WORK TO COMPLETE:
1. Answer these questions from the CLARIN.SI interview:
(a) Which annotation tool does CLARIN.SI offer as an online service?
(b) How often are the JOTA talks held?
(c) In the interviewee's PhD work, which formulaic sequences were of most interest?
2. Repeat word for word everything in the CLARIN.SI interview from "In my PhD work, I" down to "diachronic language studies.".

EXTRACT:
------------------------------------
In addition to the repository, CLARIN.SI also provides several online services, such as the noSketchEngine web concordancer and the WebAnno annotation tool. I find these particularly useful in my everyday linguistic research, and was therefore happy to join CLARIN.SI’s initiative to organize hands-on training sessions for other researchers within the community as well. As the secretary of the Slovenian Language Technologies Society, I am also very grateful and proud of CLARIN.SI’s continuing support of JOTA, a monthly series of talks held by Slovenian and foreign researchers on topics related to languages technologies, which are also accessible online.

3. Despite being an early-career researcher, you’re one of the most prolific contributors of resources to the CLARIN.SI repository. Among others, you’ve created several sets of n-grams from various Slovene corpora. Could you discuss the importance of these resources for your own research as well as for the research community?

Although the lists of frequently recurring sequences of words in a language (also known as word n-grams) have traditionally been associated with the domain of natural language processing where they are used in language modelling and other computational tasks, these sequences are gaining increasing importance in linguistics as well. In addition to the most commonly studied groups of expressions, such as idioms and collocations, the lists of n-grams with outstanding frequency of usage (also known as formulaic sequences or lexical bundles) reveal an abundance of other multi-word expressions that are not necessarily fixed and idiomatic in the traditional phraseological sense, such as the expressions te dni ‘these days’, v sodelovanju z ‘in collaboration with’, po drugi strain pa ‘but on the other hand’ in written, or ali pa nekaj takega ‘or something like that’, gremo naprej ‘let’s move on’, veš kaj ‘you know what’ in spoken Slovenian. Phrases like these often seem uninteresting and self-evident to native speakers of a language, but they have been shown to have a special cognitive status in our brain nevertheless, and are also one of the key indicators of native-like fluency in language learners.

In my PhD work, I was mostly interested in formulaic sequences that contribute to discourse organization in spoken Slovenian. However, I applied the same extraction tool to several other reference corpora, such as written, computer-mediated and historical Slovene, producing the lists of most frequently recurring words, lemmas, POS tags and other feature combinations with two kinds of frequency counts. These open the way to numerous interesting explorations of the nature and use of formulaic expressions in the future in various linguistic disciplines, from language teaching and lexicography to psycholinguistics and diachronic language studies.
------------------------------------
EXTRACTED DATA:
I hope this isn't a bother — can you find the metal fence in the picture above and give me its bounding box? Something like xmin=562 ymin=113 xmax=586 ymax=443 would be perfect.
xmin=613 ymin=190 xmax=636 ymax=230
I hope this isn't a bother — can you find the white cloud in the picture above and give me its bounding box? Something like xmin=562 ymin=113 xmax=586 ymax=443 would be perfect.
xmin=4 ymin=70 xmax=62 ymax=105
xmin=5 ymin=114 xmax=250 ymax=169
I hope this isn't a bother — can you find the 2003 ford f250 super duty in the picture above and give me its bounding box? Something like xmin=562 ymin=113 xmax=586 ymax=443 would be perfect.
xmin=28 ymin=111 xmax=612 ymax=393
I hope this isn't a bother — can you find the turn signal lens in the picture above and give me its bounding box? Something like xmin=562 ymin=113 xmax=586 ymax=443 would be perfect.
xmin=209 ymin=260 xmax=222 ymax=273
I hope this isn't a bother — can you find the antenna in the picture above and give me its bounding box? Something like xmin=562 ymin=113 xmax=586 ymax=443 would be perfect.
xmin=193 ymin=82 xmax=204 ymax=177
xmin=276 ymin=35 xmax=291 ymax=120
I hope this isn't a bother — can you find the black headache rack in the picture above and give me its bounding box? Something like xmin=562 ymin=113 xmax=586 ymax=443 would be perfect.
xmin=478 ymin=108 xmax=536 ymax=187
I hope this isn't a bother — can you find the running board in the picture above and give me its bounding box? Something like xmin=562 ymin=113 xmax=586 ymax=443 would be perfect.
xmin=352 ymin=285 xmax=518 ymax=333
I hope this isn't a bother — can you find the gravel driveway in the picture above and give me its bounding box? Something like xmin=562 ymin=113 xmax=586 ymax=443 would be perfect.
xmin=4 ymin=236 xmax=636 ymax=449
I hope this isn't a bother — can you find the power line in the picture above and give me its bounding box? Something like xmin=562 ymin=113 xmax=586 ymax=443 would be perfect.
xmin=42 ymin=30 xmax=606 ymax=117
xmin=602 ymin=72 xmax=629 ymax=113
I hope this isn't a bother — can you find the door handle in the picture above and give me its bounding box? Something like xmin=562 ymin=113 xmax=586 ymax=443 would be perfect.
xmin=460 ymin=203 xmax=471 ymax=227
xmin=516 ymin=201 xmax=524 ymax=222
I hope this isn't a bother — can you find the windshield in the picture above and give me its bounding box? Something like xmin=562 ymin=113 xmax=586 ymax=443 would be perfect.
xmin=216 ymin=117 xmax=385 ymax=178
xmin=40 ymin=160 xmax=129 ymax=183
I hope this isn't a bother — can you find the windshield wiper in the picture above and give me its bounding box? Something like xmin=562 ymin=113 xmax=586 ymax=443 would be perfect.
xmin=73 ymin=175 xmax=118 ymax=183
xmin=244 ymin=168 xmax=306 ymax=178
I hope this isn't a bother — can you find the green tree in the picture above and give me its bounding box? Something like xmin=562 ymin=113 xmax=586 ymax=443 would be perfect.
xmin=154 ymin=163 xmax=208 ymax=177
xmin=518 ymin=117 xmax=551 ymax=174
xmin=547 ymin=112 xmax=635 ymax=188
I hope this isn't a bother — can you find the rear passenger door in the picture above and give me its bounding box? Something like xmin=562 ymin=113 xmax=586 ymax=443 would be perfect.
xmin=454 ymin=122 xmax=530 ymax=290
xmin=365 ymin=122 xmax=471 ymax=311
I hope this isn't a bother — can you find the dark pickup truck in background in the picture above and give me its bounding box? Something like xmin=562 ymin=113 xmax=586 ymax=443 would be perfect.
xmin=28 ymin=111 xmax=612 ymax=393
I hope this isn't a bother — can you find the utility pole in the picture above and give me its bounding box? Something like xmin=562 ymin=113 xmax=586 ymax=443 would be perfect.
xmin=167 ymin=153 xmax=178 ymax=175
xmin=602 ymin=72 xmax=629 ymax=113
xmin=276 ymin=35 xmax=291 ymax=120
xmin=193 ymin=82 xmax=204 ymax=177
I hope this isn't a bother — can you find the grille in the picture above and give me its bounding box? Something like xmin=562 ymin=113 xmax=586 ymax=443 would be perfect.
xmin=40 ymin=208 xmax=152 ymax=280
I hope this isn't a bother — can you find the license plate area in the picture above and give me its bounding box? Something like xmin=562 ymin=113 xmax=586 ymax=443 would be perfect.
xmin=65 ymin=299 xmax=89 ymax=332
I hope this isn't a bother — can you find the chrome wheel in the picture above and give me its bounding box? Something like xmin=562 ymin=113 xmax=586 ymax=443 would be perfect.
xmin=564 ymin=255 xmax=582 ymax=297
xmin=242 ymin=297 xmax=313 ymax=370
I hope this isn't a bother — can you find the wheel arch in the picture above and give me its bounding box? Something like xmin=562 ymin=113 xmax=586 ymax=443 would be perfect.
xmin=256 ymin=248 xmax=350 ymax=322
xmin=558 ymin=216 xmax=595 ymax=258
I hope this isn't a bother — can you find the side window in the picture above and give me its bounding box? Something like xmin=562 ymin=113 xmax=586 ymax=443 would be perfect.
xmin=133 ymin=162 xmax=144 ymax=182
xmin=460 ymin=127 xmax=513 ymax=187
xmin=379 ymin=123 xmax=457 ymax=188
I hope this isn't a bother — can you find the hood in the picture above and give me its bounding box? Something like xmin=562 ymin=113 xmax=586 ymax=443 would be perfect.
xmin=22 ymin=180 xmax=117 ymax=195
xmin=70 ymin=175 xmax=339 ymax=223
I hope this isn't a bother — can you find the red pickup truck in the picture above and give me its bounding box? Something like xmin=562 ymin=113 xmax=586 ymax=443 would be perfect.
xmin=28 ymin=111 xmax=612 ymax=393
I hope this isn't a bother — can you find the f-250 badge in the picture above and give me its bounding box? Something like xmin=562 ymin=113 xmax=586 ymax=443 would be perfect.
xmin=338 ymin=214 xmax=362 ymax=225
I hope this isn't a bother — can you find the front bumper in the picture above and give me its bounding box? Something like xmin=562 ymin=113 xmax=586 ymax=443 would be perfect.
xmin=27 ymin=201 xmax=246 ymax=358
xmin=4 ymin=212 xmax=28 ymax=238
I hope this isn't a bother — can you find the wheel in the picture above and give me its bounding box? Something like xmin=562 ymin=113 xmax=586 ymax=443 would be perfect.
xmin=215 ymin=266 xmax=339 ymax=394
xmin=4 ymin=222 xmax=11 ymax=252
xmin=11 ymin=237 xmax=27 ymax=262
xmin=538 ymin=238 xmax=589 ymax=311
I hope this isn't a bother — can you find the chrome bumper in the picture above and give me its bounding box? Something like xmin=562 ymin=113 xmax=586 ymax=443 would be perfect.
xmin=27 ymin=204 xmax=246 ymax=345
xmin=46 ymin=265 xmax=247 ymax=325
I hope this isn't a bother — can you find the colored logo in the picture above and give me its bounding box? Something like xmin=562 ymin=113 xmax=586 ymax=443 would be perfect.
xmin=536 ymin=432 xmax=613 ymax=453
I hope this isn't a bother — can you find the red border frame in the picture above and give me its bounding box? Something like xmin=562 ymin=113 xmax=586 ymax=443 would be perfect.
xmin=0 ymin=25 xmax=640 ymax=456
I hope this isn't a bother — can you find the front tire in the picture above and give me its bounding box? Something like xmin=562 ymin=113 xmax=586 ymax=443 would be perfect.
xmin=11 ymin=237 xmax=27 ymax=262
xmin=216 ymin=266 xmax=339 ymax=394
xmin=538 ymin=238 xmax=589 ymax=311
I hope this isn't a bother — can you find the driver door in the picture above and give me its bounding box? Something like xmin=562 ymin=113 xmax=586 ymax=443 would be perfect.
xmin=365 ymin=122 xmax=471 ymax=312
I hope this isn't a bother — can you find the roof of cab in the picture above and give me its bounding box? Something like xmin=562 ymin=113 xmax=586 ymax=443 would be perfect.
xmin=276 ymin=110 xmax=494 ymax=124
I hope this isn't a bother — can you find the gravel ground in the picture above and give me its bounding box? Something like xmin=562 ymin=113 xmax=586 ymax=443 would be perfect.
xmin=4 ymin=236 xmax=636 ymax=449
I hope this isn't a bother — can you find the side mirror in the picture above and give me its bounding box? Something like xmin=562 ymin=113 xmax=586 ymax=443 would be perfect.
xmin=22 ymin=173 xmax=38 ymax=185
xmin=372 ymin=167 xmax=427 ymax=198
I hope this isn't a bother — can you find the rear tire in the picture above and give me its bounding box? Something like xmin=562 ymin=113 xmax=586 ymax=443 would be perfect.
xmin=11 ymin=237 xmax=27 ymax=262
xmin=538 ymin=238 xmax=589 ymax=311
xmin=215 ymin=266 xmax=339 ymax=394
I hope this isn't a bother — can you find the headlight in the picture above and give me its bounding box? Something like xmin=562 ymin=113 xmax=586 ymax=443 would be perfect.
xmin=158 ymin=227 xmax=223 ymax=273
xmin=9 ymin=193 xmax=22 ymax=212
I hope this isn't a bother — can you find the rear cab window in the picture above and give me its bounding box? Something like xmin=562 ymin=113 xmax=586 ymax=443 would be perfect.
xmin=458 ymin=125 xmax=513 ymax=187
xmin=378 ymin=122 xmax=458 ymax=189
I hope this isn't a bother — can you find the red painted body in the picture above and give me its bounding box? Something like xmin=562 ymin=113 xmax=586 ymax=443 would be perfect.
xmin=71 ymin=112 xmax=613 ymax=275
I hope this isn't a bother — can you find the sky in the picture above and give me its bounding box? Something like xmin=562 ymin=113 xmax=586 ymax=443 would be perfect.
------------------------------------
SOLUTIONS BELOW:
1.
(a) The WebAnno annotation tool.
(b) Monthly.
(c) Formulaic sequences that contribute to discourse organization in spoken Slovenian.

2.
In my PhD work, I was mostly interested in formulaic sequences that contribute to discourse organization in spoken Slovenian. However, I applied the same extraction tool to several other reference corpora, such as written, computer-mediated and historical Slovene, producing the lists of most frequently recurring words, lemmas, POS tags and other feature combinations with two kinds of frequency counts. These open the way to numerous interesting explorations of the nature and use of formulaic expressions in the future in various linguistic disciplines, from language teaching and lexicography to psycholinguistics and diachronic language studies.